Task details — Your task is to transcribe the entries exactly.

BEGIN Material for this exercise

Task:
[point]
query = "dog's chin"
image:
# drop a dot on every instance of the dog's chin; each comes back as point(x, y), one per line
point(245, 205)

END Material for this exercise

Answer to the exercise —
Task:
[point]
query = "dog's chin"
image:
# drop a dot on every instance of the dog's chin; each comes back as point(x, y), one per line
point(245, 205)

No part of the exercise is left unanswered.